===== READING TEXT
Lord McAlpine is not the only figure Stephen Messham has falsely accused of serious sexual offences.

He was one of three witnesses who appeared in the 1994 libel action brought by former North Wales Police superintendent Gordon Anglesea against Private Eye, The Observer, the Independent on Sunday and the broadcaster HTV.

See the article The Trials of Gordon Anglesea for the full details of the case.

Stephen Messham is not named in this report but he is the witness who collapsed in the dock.

He was cross-examined about inconsistencies in his evidence.

A jury found by a majority 10-2 verdict that Gordon Anglesea had been wrongly accused.

Damages of £375,000 were agreed.

Another publication where Stephen Messham’s approach to evidence is highlighted is Richard Webster’s 2005 book The Secret of Bryn Estyn.

Here Messham is given the alias “Lee Steward”.

Webster tells the story of how Messham was approached several times about Gordon Anglesea by the freelance journalist Dean Nelson.

Messham complained to the police that Nelson was harassing him.

In a statement he said “ … I would like to say that at no time did Gordon Anglesea ever sexually abuse me.”

It was only later that Messham made statements claiming he’d been abused by Anglesea.

There was, then, plenty of evidence that Stephen Messham’s testimony should be treated with caution.

♦♦♦

WHEN STEPHEN Messham finally admitted he’d made a mistake about Lord McAlpine, there was a danger the government would call off the two inquiries into the North Wales scandal.
==========
◆ WORK TO BE COMPLETED: Continue the text on Stephen Messham's accusations, starting directly after its final sentence. The listing that follows is separate material and has no connection to the text on Stephen Messham's accusations.
===== EXCERPTED DATA
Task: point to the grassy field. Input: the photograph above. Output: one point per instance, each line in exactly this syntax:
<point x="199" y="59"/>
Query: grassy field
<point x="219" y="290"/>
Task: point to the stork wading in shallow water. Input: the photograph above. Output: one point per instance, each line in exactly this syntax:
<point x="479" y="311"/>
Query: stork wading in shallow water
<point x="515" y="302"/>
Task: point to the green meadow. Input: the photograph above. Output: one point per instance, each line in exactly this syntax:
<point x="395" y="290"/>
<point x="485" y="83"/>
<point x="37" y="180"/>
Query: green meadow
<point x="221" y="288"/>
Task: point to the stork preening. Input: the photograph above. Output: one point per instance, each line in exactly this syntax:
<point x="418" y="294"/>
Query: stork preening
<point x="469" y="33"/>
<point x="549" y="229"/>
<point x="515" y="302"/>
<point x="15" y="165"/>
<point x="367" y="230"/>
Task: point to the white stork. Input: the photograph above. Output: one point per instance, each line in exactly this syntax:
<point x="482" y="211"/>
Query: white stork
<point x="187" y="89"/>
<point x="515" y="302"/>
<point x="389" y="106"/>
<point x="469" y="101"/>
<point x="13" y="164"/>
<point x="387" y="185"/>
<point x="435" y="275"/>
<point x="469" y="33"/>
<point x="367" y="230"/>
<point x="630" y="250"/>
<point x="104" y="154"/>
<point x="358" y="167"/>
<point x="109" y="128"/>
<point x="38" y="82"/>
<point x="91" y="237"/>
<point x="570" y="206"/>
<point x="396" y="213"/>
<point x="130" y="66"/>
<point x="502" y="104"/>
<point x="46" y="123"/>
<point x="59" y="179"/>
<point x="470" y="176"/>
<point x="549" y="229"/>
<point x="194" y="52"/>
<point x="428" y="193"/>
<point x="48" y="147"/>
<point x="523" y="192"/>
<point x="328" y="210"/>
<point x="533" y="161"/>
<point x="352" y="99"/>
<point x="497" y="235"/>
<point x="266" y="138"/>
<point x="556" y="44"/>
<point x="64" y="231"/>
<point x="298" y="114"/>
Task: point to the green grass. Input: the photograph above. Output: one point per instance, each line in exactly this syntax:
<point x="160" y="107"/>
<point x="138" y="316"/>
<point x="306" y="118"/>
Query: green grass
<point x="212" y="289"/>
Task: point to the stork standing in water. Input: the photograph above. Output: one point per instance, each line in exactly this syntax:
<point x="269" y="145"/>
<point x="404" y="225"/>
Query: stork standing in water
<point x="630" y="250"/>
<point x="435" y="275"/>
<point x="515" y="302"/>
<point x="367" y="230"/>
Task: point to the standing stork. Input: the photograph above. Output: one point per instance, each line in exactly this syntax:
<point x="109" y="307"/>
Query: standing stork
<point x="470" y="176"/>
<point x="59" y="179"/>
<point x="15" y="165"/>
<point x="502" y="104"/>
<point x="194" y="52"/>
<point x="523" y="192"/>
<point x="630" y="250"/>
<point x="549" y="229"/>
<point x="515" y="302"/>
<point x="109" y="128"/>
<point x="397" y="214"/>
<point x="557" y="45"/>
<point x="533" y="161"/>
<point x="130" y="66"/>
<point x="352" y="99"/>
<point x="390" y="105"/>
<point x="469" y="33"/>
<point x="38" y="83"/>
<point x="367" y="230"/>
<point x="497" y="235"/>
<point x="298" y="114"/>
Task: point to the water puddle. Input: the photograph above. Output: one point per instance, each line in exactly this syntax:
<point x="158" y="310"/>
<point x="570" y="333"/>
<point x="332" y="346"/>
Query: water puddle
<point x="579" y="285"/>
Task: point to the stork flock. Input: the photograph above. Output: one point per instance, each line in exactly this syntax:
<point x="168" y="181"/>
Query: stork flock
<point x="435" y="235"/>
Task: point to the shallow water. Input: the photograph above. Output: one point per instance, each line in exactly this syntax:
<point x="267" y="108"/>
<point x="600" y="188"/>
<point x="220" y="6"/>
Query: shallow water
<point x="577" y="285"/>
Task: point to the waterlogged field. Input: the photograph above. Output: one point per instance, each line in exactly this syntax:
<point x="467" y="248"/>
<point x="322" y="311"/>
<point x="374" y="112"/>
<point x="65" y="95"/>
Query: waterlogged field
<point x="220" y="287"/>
==========
◆ OUTPUT:
But in the highly charged political atmosphere that existed in the wake of the Jimmy Savile affair, David Cameron and the Cabinet decided that they must go ahead.

THERESA MAY The Home Secretary told Paul Flynn MP in the House of Commons that the Rebecca Television allegations would be investigated. Photo: PA

THERESA MAY
The Home Secretary told Paul Flynn MP in the House of Commons last November that the Rebecca Television allegations would be investigated.  Photo: PA

They are a review of the Waterhouse Tribunal by High Court judge Mrs Justice Macur and an investigation of new allegations of child abuse in the 1970s and 1980s by the director of the National Crime Agency, Keith Bristow.

Rebecca Television (RTV) is already a participant in these inquiries and has made several statements to both.

In addition, editor Paddy French met with Mrs Justice Macur at the Royal Courts of Justice earlier this year.

Before Messham’s intervention, the series of articles published as The Case of the Flawed Tribunal by RTV were totally ignored by the media.

Now the allegations are likely to be tested.

The most important of the failures of the North Wales Child Abuse Tribunal highlighted by the series is the treatment of Des Frost, the number two at the privately-owned Bryn Alyn complex of children’s homes near Wrexham.

Frost’s boss John Allen was gaoled for six years in 1995 for abusing boys in his care.

Briefly, Frost claimed he had reported allegations of abuse against Allen in 1980 — more than ten years before Allen was arrested.

He said that he asked detectives from Cheshire Constabulary to pass on his concerns to police in Wrexham.

(The full story can be found in the article Silent Witness.)

During the period when the Tribunal was taking evidence, in 1997, the HTV programme Wales This Week interviewed Frost about these allegations.

The Tribunal found out and threatened programme-makers with contempt if details of the allegations were broadcast.

They were removed.

But Frost was not called as a witness and his evidence  was never investigated.

Rebecca Television believes this was a major flaw in the Tribunal’s deliberations.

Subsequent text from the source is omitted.